The problem:
Please return the lines below verbatim, beginning at the one that has "Query: apple cluster" and stopping after the one that has "like [(101, 12)].", and add no other lines.

Referring expression data:
==========
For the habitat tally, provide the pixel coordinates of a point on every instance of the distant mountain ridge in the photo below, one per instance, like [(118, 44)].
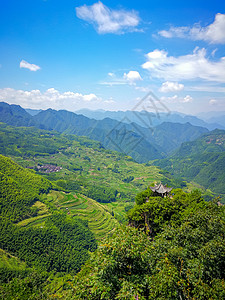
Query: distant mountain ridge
[(142, 143), (148, 119), (201, 160)]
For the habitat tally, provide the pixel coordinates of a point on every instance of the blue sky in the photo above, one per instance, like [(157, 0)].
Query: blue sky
[(109, 54)]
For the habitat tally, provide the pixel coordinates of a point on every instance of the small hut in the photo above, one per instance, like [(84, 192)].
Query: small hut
[(161, 190)]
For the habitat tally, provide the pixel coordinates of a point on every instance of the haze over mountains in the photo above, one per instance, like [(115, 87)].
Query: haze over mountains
[(140, 142), (146, 119)]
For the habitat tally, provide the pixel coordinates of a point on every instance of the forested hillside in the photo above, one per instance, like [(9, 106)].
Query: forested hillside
[(61, 244), (202, 161), (174, 248), (79, 164)]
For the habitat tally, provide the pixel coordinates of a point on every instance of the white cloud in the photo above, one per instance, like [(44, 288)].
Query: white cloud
[(132, 76), (108, 20), (51, 98), (169, 86), (192, 66), (213, 102), (213, 33), (31, 67)]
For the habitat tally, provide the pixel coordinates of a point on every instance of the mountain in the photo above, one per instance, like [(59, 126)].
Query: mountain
[(201, 160), (141, 143), (33, 112), (149, 119), (112, 134), (169, 136), (15, 115)]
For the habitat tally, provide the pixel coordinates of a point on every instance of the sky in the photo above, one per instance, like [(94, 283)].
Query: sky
[(110, 55)]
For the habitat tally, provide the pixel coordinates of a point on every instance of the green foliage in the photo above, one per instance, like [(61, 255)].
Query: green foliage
[(101, 194), (19, 189), (185, 260), (60, 245), (202, 161)]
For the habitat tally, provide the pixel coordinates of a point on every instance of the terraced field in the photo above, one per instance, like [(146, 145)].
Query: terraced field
[(100, 219)]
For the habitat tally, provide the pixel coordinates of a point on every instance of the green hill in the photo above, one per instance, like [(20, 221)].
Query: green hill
[(78, 164), (61, 244)]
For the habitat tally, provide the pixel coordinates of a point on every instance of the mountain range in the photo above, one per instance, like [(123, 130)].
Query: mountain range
[(201, 160), (141, 143)]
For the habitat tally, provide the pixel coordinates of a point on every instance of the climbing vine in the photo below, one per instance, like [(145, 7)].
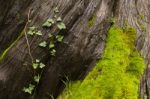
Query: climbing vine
[(53, 39)]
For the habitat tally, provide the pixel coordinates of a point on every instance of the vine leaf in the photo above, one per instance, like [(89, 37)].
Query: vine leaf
[(37, 78), (56, 10), (59, 19), (38, 33), (51, 45), (61, 25), (42, 65), (43, 44), (53, 52), (59, 38), (29, 89), (37, 60), (48, 23), (35, 65)]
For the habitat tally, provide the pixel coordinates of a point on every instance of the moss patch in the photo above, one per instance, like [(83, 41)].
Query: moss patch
[(116, 75)]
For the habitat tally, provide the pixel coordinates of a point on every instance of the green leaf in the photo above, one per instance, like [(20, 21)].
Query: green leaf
[(59, 19), (43, 44), (59, 38), (56, 10), (61, 26), (33, 28), (50, 35), (38, 33), (53, 52), (42, 65), (37, 78), (51, 45), (35, 65), (29, 89), (30, 32), (47, 24), (51, 21), (37, 60)]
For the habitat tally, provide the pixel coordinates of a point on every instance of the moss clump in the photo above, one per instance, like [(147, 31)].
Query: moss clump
[(92, 21), (116, 75)]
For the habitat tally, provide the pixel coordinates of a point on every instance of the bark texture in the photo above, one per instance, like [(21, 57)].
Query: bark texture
[(83, 44)]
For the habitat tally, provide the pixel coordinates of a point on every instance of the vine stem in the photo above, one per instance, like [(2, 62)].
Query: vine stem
[(26, 37)]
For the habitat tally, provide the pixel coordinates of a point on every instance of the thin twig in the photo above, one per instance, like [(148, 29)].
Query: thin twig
[(26, 37)]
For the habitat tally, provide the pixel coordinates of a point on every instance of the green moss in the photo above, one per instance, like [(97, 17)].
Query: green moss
[(13, 44), (116, 75), (92, 21)]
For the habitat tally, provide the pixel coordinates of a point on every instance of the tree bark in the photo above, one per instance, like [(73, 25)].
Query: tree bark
[(83, 44)]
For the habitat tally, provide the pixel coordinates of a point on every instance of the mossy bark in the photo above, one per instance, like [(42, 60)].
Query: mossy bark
[(82, 47)]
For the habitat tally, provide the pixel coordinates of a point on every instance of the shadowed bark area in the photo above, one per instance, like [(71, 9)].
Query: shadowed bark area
[(83, 43)]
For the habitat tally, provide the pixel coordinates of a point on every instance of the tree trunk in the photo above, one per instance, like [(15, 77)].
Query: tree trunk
[(87, 22)]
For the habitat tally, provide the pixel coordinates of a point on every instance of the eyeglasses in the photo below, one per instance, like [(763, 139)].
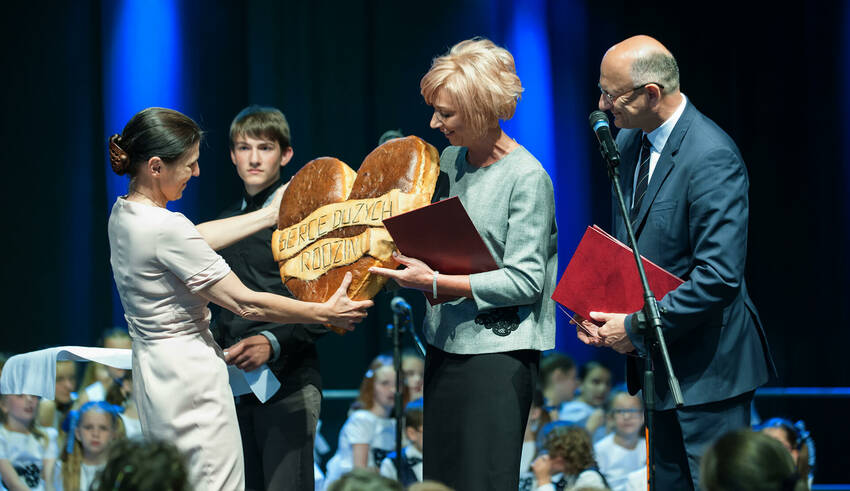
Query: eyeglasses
[(611, 98), (627, 412)]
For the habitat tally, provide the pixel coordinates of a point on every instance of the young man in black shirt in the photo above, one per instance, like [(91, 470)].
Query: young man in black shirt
[(277, 437)]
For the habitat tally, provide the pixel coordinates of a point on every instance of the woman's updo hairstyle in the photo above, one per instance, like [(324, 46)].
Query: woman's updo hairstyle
[(152, 132), (746, 460), (481, 80)]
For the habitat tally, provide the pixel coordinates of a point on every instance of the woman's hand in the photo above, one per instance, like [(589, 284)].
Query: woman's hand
[(344, 312), (416, 275)]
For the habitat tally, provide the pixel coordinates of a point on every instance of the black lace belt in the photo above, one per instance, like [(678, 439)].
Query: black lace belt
[(502, 321)]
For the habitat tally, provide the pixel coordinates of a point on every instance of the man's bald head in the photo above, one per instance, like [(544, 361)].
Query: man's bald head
[(644, 60), (639, 79)]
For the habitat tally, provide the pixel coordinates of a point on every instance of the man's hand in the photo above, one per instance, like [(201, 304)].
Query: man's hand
[(613, 332), (586, 331), (249, 353)]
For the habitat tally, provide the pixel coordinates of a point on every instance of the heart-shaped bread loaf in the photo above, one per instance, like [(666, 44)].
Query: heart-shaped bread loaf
[(330, 218)]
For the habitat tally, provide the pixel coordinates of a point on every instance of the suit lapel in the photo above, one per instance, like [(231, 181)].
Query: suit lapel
[(665, 164), (629, 156)]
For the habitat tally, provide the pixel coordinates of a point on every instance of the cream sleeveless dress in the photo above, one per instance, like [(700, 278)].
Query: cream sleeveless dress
[(160, 262)]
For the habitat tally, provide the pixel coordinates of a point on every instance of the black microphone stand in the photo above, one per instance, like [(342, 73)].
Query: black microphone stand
[(396, 328), (649, 326)]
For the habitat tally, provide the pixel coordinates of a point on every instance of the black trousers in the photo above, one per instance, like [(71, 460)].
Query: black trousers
[(277, 440), (683, 435), (476, 410)]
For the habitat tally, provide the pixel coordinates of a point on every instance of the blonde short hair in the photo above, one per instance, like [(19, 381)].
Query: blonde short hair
[(481, 80)]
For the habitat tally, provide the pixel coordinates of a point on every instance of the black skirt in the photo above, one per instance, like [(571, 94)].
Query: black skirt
[(476, 410)]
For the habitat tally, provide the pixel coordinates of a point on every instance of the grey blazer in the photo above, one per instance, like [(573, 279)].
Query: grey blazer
[(512, 205)]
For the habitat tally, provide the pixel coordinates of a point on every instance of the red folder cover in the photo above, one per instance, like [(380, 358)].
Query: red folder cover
[(441, 235), (602, 277)]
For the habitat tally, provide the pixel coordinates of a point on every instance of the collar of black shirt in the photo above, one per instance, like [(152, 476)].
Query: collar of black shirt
[(256, 202)]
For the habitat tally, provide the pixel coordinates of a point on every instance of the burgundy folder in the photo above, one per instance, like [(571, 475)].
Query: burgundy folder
[(443, 237), (602, 277)]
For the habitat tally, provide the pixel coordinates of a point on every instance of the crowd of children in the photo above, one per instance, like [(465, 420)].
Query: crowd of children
[(580, 434)]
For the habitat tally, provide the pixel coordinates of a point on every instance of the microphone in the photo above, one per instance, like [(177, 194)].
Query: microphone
[(607, 145), (400, 306)]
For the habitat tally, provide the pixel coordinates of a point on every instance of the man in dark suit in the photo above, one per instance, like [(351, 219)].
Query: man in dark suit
[(685, 183), (278, 435)]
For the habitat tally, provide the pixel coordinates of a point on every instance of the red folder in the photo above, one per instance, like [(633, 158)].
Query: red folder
[(602, 277), (443, 237)]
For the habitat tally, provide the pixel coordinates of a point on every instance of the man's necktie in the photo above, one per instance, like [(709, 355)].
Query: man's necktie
[(643, 177)]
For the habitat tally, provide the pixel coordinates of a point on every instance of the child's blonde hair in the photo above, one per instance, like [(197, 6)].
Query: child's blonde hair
[(72, 451), (33, 427)]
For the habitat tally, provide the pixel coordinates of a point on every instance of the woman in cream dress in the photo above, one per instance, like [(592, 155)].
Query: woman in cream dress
[(166, 272)]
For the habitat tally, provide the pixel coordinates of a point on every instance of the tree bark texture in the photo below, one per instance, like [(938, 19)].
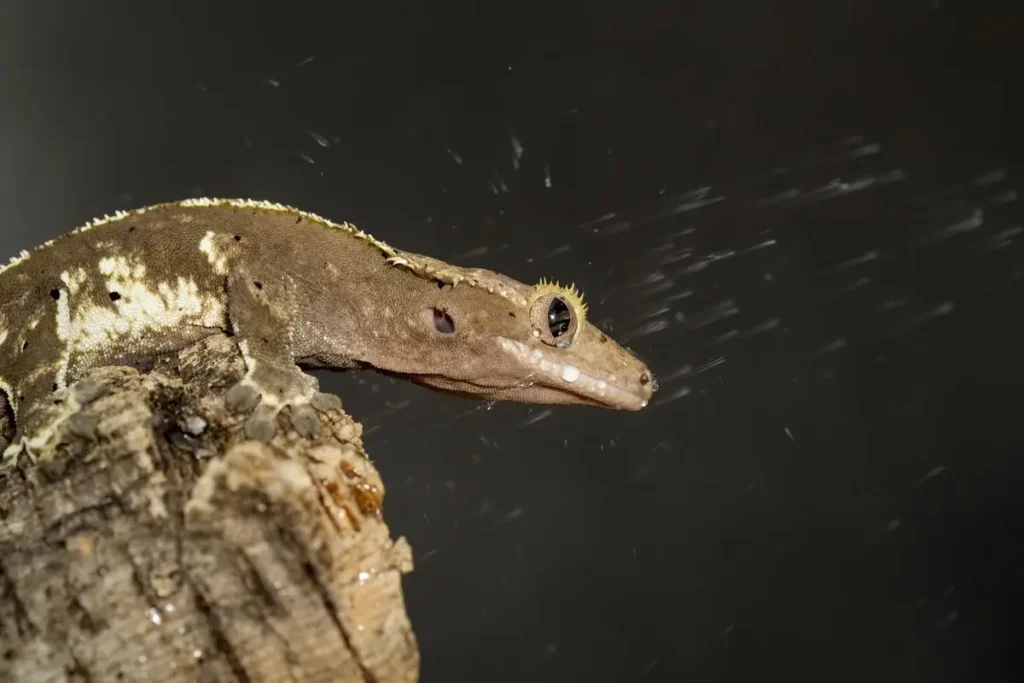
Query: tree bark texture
[(150, 541)]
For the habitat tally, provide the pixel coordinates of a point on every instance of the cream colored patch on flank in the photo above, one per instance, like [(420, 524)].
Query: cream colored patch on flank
[(73, 280), (141, 306), (216, 257)]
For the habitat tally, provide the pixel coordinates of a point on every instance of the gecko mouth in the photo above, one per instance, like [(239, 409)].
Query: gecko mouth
[(570, 379)]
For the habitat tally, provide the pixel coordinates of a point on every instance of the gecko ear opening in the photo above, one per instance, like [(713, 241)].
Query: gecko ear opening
[(441, 321)]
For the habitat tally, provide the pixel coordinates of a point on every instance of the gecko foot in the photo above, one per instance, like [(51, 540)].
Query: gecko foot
[(298, 392)]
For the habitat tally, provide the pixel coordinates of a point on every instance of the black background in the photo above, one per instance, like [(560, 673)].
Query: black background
[(828, 484)]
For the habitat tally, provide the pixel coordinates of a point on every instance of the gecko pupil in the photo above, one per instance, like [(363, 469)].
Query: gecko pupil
[(559, 317)]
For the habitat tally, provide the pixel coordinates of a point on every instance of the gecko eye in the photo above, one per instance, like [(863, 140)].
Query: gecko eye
[(554, 321)]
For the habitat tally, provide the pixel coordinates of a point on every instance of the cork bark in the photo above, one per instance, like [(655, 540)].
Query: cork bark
[(151, 542)]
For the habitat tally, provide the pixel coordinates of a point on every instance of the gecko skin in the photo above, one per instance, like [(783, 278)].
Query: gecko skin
[(292, 289)]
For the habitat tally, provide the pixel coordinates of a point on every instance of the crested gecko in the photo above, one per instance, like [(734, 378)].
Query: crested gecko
[(293, 290)]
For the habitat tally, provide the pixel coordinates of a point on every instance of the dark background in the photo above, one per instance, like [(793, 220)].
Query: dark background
[(804, 216)]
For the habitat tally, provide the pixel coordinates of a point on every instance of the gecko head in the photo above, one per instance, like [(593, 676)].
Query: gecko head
[(486, 336)]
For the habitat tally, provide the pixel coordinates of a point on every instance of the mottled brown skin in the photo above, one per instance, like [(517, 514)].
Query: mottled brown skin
[(293, 289)]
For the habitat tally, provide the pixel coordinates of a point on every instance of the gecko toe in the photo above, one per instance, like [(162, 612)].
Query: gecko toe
[(262, 424), (242, 398), (326, 401), (304, 420)]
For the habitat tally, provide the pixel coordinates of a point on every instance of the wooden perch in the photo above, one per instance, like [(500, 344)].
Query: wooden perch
[(151, 542)]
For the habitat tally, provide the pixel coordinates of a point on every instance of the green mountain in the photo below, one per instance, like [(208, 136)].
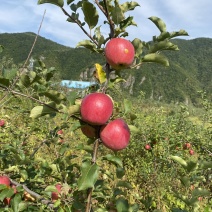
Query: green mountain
[(190, 68)]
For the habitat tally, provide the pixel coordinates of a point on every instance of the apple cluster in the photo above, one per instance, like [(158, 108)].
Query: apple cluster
[(96, 110), (2, 123)]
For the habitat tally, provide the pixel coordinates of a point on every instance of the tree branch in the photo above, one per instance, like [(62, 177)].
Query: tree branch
[(34, 194)]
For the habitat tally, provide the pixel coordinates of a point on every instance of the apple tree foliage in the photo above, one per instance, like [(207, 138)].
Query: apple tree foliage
[(36, 156)]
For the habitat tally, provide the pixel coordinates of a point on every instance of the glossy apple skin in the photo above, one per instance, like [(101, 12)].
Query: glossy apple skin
[(191, 151), (115, 135), (5, 180), (55, 194), (187, 146), (96, 108), (119, 53)]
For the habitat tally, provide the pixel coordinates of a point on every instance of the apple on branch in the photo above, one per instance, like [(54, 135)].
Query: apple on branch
[(5, 180), (96, 108), (2, 123), (115, 135), (119, 53)]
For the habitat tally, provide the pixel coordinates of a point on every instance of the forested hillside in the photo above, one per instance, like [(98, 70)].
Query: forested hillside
[(190, 68)]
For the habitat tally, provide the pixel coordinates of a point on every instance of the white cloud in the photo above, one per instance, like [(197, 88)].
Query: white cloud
[(25, 15)]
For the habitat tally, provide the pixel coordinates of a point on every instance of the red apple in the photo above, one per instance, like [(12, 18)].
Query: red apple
[(8, 199), (96, 108), (119, 53), (5, 180), (55, 194), (115, 135), (2, 123), (191, 151), (147, 147), (186, 146), (60, 132), (61, 141), (88, 131)]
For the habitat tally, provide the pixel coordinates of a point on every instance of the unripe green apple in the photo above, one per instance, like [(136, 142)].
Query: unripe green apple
[(119, 53), (96, 108), (115, 135)]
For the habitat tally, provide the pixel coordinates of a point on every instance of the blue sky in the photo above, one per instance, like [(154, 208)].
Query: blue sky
[(194, 16)]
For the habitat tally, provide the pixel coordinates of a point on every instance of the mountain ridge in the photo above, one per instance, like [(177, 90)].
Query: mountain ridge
[(189, 70)]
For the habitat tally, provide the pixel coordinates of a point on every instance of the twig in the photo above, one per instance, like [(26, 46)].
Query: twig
[(33, 45), (36, 100), (90, 190), (80, 25), (34, 194), (37, 148)]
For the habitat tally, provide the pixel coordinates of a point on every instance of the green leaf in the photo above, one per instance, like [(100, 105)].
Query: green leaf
[(185, 181), (73, 109), (163, 45), (4, 82), (98, 36), (124, 184), (91, 16), (69, 1), (134, 129), (89, 176), (55, 96), (162, 36), (114, 159), (24, 174), (120, 172), (138, 45), (39, 111), (50, 188), (129, 6), (206, 165), (179, 33), (15, 202), (73, 18), (179, 160), (122, 205), (117, 14), (156, 58), (1, 48), (87, 44), (159, 23), (199, 192), (191, 166), (8, 192), (25, 80), (59, 3), (127, 106)]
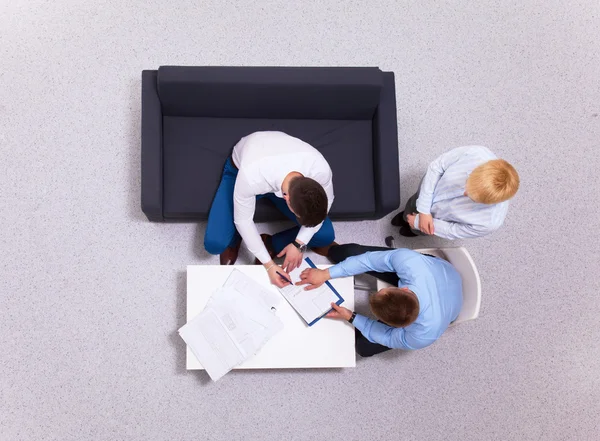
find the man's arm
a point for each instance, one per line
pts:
(395, 338)
(244, 204)
(434, 172)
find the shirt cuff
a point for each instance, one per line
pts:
(422, 208)
(360, 321)
(335, 271)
==========
Solved problem:
Query: apple cluster
[(96, 110), (2, 123)]
For the habitat tally, provide the pixel coordinates of a point on every instance of the tree branch in the photo above, one per instance, like [(62, 177)].
Query: tree branch
[(34, 194)]
For the habitat tally, provide the pixel coordinates of a point on every instance of the apple tree foliage in the photo above, one per instance, like [(207, 138)].
Query: apple tree foliage
[(36, 156)]
For the habitat tally, provide the pixel coordinates of a point on every instance of the glossy apple skin in the photo above, one per instance, like [(101, 12)].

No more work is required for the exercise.